Given problem
Please copy out, word for word, the part of the entries below that opens with the line containing "Annotate dense green foliage." and closes with the line containing "[420, 182, 457, 254]", including both of those lines.

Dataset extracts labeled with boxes
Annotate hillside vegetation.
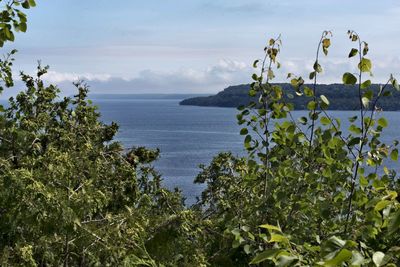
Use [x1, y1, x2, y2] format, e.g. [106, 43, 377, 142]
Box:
[0, 3, 400, 267]
[179, 83, 400, 111]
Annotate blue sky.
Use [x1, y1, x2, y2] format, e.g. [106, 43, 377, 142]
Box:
[2, 0, 400, 96]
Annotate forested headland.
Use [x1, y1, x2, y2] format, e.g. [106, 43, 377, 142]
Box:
[180, 83, 400, 111]
[0, 0, 400, 267]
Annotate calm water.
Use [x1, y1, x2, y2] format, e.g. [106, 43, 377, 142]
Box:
[0, 98, 400, 204]
[94, 99, 400, 204]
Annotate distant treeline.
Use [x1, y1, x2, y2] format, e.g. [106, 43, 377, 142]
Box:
[180, 83, 400, 111]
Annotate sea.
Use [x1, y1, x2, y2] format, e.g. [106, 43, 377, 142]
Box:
[92, 96, 400, 205]
[0, 95, 400, 205]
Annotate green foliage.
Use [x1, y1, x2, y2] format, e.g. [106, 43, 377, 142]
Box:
[193, 32, 400, 266]
[0, 67, 209, 266]
[0, 0, 400, 266]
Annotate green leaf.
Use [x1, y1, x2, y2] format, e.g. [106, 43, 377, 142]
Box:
[378, 117, 388, 128]
[268, 234, 289, 243]
[313, 61, 322, 73]
[374, 200, 392, 211]
[22, 1, 30, 9]
[360, 80, 371, 89]
[243, 244, 250, 255]
[307, 101, 317, 110]
[361, 97, 370, 108]
[304, 86, 314, 97]
[388, 209, 400, 234]
[358, 57, 372, 72]
[324, 249, 353, 266]
[250, 249, 282, 264]
[321, 116, 331, 125]
[342, 72, 357, 85]
[260, 224, 281, 232]
[253, 59, 260, 68]
[372, 251, 385, 267]
[18, 22, 27, 32]
[28, 0, 36, 7]
[390, 148, 399, 161]
[298, 117, 307, 125]
[392, 79, 400, 91]
[276, 255, 298, 267]
[349, 48, 358, 57]
[309, 71, 316, 80]
[320, 95, 329, 105]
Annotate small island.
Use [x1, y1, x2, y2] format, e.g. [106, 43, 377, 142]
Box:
[179, 83, 400, 111]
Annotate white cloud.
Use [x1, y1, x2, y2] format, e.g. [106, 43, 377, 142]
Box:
[39, 59, 251, 93]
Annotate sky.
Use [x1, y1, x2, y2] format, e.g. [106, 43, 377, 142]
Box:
[1, 0, 400, 97]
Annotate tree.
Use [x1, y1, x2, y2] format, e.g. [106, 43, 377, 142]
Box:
[196, 31, 400, 266]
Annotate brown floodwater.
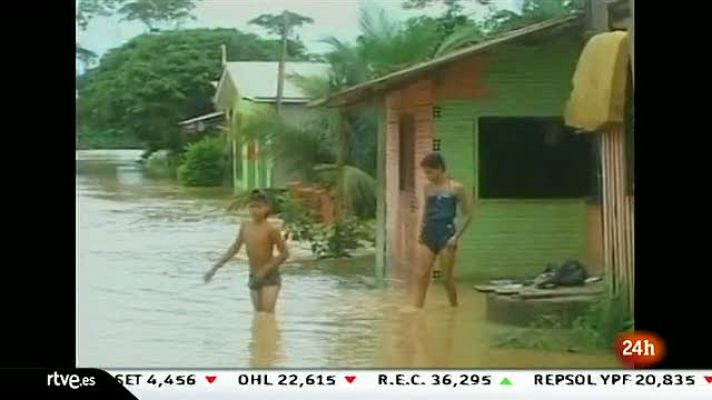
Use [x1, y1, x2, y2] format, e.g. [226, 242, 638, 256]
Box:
[76, 150, 618, 369]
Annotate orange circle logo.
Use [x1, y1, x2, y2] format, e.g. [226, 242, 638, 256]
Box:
[616, 332, 666, 368]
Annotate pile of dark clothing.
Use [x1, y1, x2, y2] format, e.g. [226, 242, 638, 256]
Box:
[522, 260, 588, 289]
[474, 260, 602, 293]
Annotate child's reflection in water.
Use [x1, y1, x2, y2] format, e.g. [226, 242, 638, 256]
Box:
[249, 312, 281, 368]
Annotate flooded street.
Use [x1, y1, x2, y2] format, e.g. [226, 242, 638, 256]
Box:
[77, 151, 617, 369]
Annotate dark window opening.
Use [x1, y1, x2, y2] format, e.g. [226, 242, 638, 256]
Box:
[398, 115, 415, 192]
[478, 117, 599, 199]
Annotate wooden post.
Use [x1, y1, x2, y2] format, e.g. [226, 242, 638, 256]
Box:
[277, 11, 289, 115]
[375, 95, 388, 286]
[628, 0, 635, 82]
[231, 109, 240, 195]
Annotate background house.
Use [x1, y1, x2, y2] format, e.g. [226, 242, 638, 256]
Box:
[326, 16, 601, 280]
[214, 61, 329, 190]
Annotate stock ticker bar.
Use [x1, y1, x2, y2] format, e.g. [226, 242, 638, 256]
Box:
[100, 370, 712, 400]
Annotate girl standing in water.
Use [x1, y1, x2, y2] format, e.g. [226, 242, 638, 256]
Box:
[413, 152, 472, 308]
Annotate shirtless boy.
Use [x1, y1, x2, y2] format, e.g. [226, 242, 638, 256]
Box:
[205, 190, 289, 313]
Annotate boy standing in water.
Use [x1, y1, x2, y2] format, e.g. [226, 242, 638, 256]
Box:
[205, 190, 289, 313]
[414, 152, 472, 308]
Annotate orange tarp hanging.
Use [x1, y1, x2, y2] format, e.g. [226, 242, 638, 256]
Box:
[564, 31, 630, 132]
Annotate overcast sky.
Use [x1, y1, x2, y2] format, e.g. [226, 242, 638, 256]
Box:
[78, 0, 521, 65]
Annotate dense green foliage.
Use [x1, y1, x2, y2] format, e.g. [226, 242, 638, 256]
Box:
[178, 137, 227, 186]
[77, 0, 200, 30]
[279, 195, 375, 259]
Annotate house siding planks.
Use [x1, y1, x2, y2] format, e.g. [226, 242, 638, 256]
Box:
[434, 36, 593, 280]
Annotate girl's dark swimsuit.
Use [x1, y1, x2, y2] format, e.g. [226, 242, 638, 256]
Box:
[420, 182, 457, 254]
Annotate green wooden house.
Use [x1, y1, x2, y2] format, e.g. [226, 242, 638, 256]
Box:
[214, 61, 329, 192]
[324, 16, 601, 280]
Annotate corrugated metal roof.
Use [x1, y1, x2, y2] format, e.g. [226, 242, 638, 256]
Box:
[316, 14, 584, 107]
[225, 61, 329, 102]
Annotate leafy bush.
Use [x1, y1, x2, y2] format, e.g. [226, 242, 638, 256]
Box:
[492, 297, 633, 351]
[178, 137, 226, 186]
[279, 196, 375, 258]
[143, 151, 180, 179]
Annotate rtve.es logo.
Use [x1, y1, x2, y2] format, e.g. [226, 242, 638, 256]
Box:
[616, 331, 666, 368]
[47, 371, 96, 389]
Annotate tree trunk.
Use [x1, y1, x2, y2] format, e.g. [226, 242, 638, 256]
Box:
[277, 13, 289, 115]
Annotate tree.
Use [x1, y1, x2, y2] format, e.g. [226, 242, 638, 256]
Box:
[76, 0, 126, 29]
[76, 43, 97, 71]
[78, 29, 312, 152]
[250, 10, 314, 115]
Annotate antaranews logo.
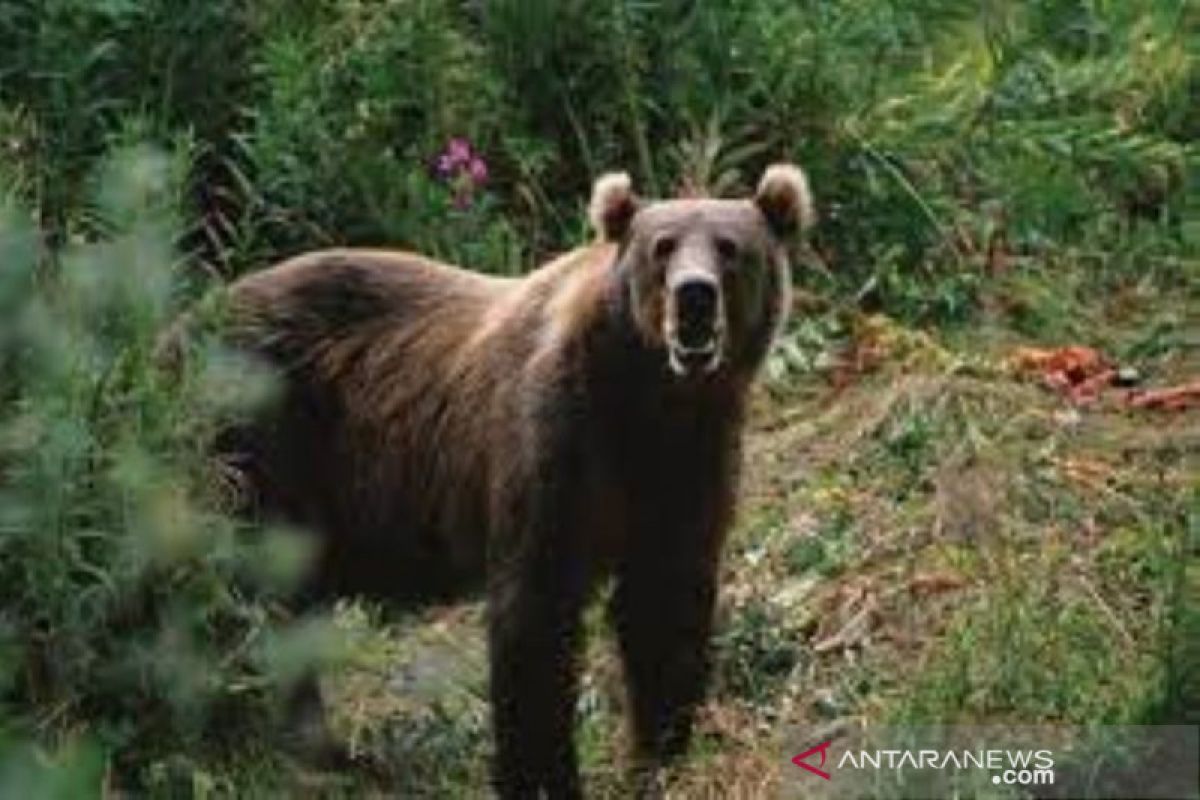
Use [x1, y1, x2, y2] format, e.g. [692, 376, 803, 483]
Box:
[780, 723, 1200, 800]
[792, 740, 833, 781]
[792, 739, 1054, 786]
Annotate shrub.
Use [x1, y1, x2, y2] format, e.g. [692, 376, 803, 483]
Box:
[0, 149, 333, 787]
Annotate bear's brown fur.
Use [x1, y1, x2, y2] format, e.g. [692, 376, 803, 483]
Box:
[220, 166, 811, 796]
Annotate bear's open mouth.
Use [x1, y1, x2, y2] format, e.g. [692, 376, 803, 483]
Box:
[667, 333, 721, 377]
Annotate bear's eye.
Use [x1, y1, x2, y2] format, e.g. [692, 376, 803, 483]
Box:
[654, 236, 676, 260]
[715, 236, 738, 261]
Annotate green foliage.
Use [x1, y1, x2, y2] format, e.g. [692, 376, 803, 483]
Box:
[0, 0, 1200, 796]
[0, 149, 328, 794]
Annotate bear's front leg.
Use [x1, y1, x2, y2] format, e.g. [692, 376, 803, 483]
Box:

The reply
Annotate dense green foliage.
Use [x1, y1, x2, y2] format, e.g. [226, 242, 638, 256]
Box:
[178, 137, 227, 186]
[77, 0, 200, 30]
[279, 195, 375, 259]
Annotate house siding planks.
Use [x1, y1, x2, y2] format, e.g. [226, 242, 638, 256]
Box:
[434, 36, 593, 280]
Annotate girl's dark swimsuit.
Use [x1, y1, x2, y2] format, e.g. [226, 242, 638, 256]
Box:
[420, 182, 457, 254]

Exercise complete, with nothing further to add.